> **GIVEN PROBLEM**
Copy out the listing below, substituting "Outline" for every occurrence of "Mark" and leaving all other text untouched.

━━━ ENTRIES SHOWN ━━━

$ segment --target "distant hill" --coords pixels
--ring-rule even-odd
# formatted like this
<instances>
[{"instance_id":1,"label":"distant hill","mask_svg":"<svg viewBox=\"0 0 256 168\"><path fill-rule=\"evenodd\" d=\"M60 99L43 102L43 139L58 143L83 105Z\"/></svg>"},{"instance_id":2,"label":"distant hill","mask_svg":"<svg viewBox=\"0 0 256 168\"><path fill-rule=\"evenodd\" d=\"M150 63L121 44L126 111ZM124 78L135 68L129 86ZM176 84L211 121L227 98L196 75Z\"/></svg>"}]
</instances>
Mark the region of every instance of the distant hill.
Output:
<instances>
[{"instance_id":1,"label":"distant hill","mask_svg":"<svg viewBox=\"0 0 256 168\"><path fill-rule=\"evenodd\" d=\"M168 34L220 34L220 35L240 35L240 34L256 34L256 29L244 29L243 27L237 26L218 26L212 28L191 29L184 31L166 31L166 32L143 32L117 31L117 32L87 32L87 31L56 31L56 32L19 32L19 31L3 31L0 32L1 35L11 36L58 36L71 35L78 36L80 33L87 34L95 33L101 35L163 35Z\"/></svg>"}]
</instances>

━━━

> **SOLUTION FOR THIS EXERCISE**
$ segment --target "distant hill" --coords pixels
--ring-rule even-odd
# formatted like this
<instances>
[{"instance_id":1,"label":"distant hill","mask_svg":"<svg viewBox=\"0 0 256 168\"><path fill-rule=\"evenodd\" d=\"M60 99L43 102L43 139L58 143L83 105Z\"/></svg>"},{"instance_id":2,"label":"distant hill","mask_svg":"<svg viewBox=\"0 0 256 168\"><path fill-rule=\"evenodd\" d=\"M150 63L121 44L126 111ZM124 78L135 68L129 86ZM176 84L211 121L227 98L196 75Z\"/></svg>"}]
</instances>
Outline the region of every instance of the distant hill.
Output:
<instances>
[{"instance_id":1,"label":"distant hill","mask_svg":"<svg viewBox=\"0 0 256 168\"><path fill-rule=\"evenodd\" d=\"M168 34L220 34L220 35L240 35L240 34L256 34L256 29L244 29L243 27L237 26L218 26L212 28L191 29L184 31L166 31L166 32L143 32L117 31L117 32L87 32L87 31L56 31L56 32L19 32L19 31L3 31L0 32L1 35L11 36L58 36L71 35L78 36L80 33L87 34L95 33L101 35L163 35Z\"/></svg>"}]
</instances>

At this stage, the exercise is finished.